**What this task involves:** Copy out every line of the listing below that holds the string "fabric". Case counts.

• • •

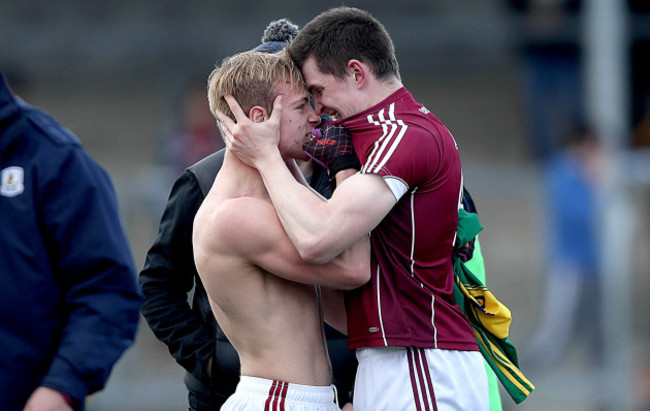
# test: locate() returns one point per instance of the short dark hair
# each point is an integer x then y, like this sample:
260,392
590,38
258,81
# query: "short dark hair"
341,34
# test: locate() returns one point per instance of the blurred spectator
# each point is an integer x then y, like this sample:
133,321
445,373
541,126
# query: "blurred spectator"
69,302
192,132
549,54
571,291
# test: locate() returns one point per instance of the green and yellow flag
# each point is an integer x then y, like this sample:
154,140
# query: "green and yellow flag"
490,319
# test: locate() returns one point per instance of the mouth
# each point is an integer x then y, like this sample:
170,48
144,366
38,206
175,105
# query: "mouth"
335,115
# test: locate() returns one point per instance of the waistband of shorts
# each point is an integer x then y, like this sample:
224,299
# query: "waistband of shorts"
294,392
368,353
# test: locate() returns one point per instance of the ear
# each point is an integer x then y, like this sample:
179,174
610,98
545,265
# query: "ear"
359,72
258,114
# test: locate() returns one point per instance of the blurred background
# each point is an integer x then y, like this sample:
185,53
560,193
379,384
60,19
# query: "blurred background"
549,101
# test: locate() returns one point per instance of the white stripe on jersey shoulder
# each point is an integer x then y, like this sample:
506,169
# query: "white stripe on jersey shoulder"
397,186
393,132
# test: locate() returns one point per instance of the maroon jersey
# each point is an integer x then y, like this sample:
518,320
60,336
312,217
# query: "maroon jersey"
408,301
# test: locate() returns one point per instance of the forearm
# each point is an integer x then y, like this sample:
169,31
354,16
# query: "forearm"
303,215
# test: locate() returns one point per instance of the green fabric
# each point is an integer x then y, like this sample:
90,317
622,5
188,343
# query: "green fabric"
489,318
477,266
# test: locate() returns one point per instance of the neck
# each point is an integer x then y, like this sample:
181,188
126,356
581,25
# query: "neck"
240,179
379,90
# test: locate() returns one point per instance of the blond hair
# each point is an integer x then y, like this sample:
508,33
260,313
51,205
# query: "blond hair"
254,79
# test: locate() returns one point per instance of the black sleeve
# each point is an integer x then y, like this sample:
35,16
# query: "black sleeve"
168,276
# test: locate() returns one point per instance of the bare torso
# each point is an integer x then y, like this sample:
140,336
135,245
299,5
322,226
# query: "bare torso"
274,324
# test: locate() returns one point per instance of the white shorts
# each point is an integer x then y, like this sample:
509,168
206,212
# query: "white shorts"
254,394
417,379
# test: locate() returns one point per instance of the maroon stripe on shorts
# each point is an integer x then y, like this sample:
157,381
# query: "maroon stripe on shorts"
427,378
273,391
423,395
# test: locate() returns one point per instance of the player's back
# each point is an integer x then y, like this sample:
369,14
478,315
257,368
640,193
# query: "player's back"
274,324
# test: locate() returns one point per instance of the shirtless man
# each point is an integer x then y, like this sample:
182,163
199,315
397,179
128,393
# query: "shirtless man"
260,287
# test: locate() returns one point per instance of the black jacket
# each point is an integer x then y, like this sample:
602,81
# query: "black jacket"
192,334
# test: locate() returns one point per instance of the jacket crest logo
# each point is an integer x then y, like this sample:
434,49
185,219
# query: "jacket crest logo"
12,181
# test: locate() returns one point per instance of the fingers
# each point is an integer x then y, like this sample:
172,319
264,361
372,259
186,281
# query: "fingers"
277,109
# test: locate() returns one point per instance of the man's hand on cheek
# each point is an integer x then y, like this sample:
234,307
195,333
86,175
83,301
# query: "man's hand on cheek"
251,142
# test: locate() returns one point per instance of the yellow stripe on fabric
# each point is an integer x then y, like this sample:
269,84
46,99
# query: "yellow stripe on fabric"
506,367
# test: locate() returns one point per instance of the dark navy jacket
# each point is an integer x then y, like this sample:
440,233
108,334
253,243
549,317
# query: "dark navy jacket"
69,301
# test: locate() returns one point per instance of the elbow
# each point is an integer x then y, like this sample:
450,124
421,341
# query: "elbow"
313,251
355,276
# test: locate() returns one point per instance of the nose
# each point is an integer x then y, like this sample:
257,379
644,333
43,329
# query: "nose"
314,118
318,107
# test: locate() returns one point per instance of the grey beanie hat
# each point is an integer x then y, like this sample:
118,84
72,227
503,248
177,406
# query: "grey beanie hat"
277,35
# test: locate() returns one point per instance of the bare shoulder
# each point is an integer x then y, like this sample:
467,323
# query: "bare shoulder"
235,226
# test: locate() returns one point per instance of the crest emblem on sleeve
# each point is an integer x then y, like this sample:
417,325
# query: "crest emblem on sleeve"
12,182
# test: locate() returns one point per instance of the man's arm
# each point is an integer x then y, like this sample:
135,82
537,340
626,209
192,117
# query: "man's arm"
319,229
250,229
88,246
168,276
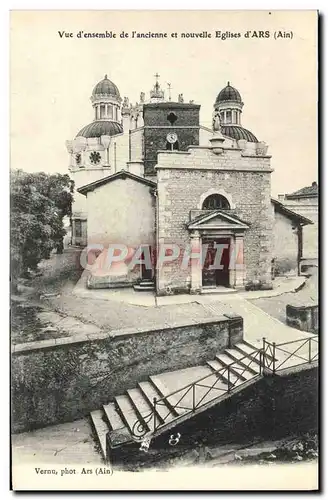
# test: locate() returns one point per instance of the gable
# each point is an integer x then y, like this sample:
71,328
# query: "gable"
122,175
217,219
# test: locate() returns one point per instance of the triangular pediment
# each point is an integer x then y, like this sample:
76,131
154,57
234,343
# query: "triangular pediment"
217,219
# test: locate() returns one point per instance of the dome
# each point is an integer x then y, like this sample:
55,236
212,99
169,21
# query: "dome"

• • •

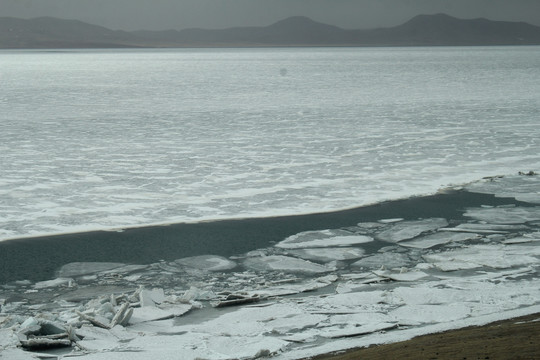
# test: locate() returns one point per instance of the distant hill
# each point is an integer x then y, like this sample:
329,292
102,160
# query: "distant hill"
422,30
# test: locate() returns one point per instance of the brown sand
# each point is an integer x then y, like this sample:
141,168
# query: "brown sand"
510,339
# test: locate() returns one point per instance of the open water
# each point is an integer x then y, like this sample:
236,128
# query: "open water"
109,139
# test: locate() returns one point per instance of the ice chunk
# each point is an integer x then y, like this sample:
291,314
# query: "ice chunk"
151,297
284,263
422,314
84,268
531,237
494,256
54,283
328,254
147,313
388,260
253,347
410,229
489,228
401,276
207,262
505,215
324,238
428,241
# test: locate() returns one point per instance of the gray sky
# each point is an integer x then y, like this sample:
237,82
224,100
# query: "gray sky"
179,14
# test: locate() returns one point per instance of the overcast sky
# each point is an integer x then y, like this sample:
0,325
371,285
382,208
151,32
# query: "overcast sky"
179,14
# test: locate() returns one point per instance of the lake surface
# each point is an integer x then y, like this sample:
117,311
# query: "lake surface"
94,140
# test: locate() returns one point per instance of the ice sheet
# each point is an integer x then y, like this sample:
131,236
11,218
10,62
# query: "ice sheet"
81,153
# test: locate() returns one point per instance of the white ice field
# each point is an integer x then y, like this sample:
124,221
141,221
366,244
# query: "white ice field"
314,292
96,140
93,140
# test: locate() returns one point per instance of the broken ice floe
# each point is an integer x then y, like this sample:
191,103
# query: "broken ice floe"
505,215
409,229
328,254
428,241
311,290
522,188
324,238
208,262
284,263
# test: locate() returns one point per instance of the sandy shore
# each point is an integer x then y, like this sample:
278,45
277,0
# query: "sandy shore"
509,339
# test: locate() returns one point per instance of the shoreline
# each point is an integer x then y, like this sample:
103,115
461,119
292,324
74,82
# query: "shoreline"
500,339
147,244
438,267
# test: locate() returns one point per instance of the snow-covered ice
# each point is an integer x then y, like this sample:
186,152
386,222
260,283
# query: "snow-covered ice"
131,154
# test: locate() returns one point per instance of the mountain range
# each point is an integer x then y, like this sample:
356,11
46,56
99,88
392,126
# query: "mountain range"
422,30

• • •

**Finished task:**
# test: locate() returns one point per instance of the green fabric
# query: "green fabric"
# test: locate() returns one point per instance of the yellow stripe on fabric
# query: "yellow stripe on fabric"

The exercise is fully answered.